GOAL OF THE EXERCISE
Print the following lines again, character for character, with nothing added or left out.

SUPPLIED RECORDS
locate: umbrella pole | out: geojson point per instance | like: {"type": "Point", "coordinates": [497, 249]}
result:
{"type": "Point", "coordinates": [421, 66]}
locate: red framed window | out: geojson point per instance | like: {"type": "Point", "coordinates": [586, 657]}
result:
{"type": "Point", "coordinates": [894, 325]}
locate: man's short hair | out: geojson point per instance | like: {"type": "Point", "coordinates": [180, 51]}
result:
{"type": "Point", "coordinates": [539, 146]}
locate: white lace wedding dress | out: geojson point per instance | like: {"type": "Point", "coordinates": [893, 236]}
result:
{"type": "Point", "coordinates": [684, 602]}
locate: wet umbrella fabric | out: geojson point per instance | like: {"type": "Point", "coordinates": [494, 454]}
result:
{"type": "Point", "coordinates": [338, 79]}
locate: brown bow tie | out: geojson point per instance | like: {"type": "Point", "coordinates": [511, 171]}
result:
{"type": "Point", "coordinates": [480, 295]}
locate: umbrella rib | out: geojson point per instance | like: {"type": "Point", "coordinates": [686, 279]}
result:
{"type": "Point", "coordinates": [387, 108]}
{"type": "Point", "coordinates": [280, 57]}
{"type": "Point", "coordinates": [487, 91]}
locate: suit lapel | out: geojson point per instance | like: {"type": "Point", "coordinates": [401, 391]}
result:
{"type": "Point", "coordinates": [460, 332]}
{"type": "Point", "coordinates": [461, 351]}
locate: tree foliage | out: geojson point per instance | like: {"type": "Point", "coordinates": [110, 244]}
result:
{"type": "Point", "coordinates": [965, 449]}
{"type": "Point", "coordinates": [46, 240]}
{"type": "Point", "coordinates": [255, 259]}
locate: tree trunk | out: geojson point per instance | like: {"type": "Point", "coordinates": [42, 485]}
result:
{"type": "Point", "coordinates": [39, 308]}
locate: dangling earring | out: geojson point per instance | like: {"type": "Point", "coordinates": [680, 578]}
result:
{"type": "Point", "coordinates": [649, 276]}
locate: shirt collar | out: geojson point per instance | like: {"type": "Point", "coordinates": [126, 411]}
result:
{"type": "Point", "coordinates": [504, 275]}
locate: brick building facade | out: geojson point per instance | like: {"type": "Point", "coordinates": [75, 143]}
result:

EXERCISE SOLUTION
locate: umbrella pole | out: geojson point per instance | like: {"type": "Point", "coordinates": [497, 249]}
result:
{"type": "Point", "coordinates": [421, 66]}
locate: red framed window | out: geojson point per instance | like: {"type": "Point", "coordinates": [586, 657]}
result:
{"type": "Point", "coordinates": [894, 325]}
locate: man's short hair | out: geojson point per instance | like: {"type": "Point", "coordinates": [180, 51]}
result:
{"type": "Point", "coordinates": [539, 146]}
locate: white lace wedding dress | out: geojson point per instance | like: {"type": "Point", "coordinates": [893, 236]}
result:
{"type": "Point", "coordinates": [684, 602]}
locate: wet umbrella fabric | out: geojson point per instance | like: {"type": "Point", "coordinates": [494, 454]}
result:
{"type": "Point", "coordinates": [338, 79]}
locate: brown bow tie | out: geojson point per instance | like: {"type": "Point", "coordinates": [511, 171]}
result:
{"type": "Point", "coordinates": [480, 295]}
locate: umbrella rib | out: geojson point per instance | like: {"type": "Point", "coordinates": [686, 279]}
result:
{"type": "Point", "coordinates": [387, 108]}
{"type": "Point", "coordinates": [280, 57]}
{"type": "Point", "coordinates": [487, 91]}
locate: suit lapel | out: geojson point per instance | like: {"type": "Point", "coordinates": [401, 391]}
result:
{"type": "Point", "coordinates": [460, 332]}
{"type": "Point", "coordinates": [461, 351]}
locate: tree foliage | out: geojson point per instance | like: {"type": "Point", "coordinates": [110, 244]}
result:
{"type": "Point", "coordinates": [965, 449]}
{"type": "Point", "coordinates": [46, 240]}
{"type": "Point", "coordinates": [255, 259]}
locate: tree trunk | out: geojson point per instance | like: {"type": "Point", "coordinates": [42, 485]}
result:
{"type": "Point", "coordinates": [39, 308]}
locate: dangling earring | out: geojson point per instance | like: {"type": "Point", "coordinates": [680, 578]}
result:
{"type": "Point", "coordinates": [649, 276]}
locate: shirt collar | out: geojson point per instance | like: {"type": "Point", "coordinates": [126, 411]}
result:
{"type": "Point", "coordinates": [504, 275]}
locate: brick building facade | out: geojson point per instance | like: {"type": "Point", "coordinates": [75, 143]}
result:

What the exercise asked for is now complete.